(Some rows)
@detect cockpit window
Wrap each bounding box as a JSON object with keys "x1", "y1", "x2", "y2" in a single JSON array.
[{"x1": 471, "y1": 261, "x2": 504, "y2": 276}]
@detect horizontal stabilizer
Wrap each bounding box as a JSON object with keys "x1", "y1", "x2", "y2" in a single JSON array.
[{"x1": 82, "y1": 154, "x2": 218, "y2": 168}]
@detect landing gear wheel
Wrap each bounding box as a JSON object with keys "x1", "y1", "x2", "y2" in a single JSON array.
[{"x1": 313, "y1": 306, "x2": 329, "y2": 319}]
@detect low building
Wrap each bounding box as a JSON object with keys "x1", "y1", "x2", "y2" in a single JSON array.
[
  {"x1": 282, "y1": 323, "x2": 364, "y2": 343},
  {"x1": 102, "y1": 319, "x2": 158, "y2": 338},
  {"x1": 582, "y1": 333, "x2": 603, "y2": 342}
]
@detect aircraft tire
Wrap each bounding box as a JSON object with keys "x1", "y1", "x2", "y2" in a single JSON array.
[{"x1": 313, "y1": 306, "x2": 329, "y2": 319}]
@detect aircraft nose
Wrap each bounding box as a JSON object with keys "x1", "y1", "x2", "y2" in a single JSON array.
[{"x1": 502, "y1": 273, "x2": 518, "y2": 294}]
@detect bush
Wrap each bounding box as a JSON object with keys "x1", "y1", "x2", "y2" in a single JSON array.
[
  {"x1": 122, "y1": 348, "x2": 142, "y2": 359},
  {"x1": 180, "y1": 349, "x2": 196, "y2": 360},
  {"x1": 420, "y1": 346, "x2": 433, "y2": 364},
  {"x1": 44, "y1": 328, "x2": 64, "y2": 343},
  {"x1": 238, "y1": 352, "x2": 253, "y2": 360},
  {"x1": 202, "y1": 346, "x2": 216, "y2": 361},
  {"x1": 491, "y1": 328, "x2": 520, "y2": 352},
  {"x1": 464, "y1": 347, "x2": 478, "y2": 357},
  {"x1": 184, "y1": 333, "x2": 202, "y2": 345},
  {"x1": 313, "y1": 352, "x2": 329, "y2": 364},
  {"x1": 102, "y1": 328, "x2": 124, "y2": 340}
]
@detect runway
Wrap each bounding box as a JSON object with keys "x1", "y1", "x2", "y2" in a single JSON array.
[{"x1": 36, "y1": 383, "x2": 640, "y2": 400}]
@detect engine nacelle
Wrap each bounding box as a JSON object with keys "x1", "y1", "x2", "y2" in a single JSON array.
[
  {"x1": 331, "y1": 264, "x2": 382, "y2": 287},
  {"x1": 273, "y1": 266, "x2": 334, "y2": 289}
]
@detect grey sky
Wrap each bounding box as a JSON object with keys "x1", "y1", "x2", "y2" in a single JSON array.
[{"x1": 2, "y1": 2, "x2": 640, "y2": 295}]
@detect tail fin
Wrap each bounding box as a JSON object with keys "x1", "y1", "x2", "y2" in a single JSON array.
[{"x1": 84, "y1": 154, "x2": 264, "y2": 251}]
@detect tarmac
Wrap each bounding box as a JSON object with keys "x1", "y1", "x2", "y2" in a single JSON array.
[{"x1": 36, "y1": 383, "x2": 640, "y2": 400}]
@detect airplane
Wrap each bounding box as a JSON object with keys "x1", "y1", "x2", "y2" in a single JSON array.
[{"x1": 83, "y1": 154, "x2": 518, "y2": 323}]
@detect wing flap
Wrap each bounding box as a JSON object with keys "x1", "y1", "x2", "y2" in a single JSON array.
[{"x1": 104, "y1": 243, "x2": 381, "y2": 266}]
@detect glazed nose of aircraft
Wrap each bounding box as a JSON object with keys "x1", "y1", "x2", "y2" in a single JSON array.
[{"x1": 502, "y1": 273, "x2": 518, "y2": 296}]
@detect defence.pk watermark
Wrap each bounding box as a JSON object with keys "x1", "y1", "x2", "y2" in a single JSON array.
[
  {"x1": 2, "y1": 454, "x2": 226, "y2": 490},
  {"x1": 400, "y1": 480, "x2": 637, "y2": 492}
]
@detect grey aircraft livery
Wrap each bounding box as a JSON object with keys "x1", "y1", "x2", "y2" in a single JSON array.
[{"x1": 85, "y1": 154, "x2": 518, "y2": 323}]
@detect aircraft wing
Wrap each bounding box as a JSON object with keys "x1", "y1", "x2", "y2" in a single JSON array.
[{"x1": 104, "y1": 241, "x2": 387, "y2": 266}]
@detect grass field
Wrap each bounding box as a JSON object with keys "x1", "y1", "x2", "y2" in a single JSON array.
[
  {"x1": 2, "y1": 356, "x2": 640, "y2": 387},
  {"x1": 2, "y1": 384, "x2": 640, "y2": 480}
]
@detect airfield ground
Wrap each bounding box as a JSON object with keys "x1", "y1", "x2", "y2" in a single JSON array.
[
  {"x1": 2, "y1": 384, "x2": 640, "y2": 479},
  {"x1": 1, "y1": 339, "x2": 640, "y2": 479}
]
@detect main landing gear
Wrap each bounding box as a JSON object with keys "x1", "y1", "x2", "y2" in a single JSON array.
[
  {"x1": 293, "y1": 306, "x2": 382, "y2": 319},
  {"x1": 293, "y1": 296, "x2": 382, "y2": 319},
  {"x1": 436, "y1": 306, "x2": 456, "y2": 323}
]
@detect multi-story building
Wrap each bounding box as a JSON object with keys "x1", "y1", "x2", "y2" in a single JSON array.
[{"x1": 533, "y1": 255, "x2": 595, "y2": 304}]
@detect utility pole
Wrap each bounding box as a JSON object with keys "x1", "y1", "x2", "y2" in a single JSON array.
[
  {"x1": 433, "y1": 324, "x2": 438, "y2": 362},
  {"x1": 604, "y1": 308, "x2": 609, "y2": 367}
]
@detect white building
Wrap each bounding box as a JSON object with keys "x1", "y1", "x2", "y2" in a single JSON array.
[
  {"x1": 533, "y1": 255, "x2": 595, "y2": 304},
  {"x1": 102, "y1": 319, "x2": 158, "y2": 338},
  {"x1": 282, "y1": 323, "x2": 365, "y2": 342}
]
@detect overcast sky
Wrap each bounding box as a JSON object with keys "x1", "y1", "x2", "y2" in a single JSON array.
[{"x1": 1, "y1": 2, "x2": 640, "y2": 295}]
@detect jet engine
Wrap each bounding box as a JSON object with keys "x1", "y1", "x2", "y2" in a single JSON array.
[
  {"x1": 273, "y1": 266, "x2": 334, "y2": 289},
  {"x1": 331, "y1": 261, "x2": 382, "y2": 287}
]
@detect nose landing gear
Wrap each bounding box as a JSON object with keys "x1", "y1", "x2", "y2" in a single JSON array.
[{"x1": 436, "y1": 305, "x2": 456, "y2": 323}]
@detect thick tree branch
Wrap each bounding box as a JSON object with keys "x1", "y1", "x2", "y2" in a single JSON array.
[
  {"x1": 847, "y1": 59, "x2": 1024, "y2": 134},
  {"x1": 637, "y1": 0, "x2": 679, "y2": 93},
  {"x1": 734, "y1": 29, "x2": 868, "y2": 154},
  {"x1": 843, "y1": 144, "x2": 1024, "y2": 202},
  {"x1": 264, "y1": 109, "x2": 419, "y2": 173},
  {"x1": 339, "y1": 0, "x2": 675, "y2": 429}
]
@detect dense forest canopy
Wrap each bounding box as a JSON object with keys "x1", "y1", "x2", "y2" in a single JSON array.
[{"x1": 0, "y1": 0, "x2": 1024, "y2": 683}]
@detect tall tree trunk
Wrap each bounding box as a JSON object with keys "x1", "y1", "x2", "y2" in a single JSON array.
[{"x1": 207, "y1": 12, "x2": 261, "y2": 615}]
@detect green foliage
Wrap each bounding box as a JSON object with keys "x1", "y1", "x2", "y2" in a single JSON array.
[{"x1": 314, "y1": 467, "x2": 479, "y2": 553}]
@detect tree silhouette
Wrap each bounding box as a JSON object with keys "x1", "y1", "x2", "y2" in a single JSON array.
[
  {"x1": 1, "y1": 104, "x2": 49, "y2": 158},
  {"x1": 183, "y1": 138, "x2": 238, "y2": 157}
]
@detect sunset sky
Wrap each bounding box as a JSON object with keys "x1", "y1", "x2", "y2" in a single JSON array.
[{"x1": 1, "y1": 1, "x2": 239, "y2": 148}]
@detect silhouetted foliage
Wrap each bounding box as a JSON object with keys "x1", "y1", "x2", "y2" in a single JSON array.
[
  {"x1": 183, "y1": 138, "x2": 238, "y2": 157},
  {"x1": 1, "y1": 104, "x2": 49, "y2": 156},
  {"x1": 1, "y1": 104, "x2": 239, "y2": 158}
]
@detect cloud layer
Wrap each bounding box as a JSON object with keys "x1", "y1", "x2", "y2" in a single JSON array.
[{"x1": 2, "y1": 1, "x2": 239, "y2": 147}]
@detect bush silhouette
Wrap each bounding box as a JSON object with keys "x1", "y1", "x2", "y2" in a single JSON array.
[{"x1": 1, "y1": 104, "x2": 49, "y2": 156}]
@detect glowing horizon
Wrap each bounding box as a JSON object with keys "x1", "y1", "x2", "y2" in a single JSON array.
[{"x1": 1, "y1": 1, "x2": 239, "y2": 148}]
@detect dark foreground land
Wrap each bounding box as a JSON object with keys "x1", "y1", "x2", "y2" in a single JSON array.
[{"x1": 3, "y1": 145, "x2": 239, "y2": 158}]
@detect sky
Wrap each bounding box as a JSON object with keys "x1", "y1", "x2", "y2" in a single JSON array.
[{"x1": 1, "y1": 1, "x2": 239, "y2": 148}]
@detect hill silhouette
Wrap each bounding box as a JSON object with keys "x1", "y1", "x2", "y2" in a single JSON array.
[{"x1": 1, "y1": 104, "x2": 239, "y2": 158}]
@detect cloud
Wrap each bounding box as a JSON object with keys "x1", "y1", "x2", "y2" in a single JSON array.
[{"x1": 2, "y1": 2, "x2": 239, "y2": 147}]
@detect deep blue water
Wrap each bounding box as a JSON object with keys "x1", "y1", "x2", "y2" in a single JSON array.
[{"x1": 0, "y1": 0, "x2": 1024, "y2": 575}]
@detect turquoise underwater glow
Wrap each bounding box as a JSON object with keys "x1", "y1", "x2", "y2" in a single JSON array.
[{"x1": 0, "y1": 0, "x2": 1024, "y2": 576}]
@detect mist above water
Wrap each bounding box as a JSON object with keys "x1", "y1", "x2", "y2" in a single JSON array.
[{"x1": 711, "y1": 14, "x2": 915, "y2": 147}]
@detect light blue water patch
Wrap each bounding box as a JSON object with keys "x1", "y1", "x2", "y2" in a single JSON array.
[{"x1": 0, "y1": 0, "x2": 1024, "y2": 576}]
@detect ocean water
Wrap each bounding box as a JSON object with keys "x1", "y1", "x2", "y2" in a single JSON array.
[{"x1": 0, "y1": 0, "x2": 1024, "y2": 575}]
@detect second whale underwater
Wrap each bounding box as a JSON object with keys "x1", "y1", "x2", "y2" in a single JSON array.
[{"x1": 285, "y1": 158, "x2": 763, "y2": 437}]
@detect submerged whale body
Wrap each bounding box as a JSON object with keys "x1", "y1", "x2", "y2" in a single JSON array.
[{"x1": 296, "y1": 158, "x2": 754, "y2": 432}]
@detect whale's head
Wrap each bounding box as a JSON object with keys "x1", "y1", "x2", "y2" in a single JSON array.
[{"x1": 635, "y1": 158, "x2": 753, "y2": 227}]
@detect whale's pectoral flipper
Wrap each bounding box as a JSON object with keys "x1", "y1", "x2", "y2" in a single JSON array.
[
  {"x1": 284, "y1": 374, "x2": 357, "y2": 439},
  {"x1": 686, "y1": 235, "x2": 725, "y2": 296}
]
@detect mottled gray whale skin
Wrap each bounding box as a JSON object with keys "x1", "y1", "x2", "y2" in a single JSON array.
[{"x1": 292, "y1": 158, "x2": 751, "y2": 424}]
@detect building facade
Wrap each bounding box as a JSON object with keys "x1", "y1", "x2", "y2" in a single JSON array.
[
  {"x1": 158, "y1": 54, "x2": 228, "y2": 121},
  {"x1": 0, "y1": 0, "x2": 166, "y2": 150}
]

TASK: Quote the lines that begin with the line containing "submerged whale body" and run through the end of the rows, both ends included.

EXPECTED ANSWER:
@detect submerged whale body
Wrap each bounding box as a JSON object with keys "x1", "y1", "x2", "y2" in a single JSON array.
[{"x1": 296, "y1": 158, "x2": 754, "y2": 432}]
@detect whale's head
Wrap each bounding box as a JSON object with keys "x1", "y1", "x2", "y2" in a single JSON array.
[{"x1": 635, "y1": 158, "x2": 753, "y2": 227}]
@detect whale's pectoral flipper
Wrap each bounding box as a JSON object with keys "x1", "y1", "x2", "y2" in a single JSON array.
[
  {"x1": 284, "y1": 374, "x2": 357, "y2": 439},
  {"x1": 686, "y1": 235, "x2": 725, "y2": 296}
]
@detect mottled gray whale skin
Wrap each bounding box as a JSON object with keys "x1", "y1", "x2", "y2" in a single JSON array.
[{"x1": 292, "y1": 158, "x2": 751, "y2": 424}]
@detect building facade
Wrap each bounding box as a JSON object with keys "x1", "y1", "x2", "y2" in a single JSON array.
[
  {"x1": 158, "y1": 54, "x2": 228, "y2": 121},
  {"x1": 0, "y1": 0, "x2": 166, "y2": 150}
]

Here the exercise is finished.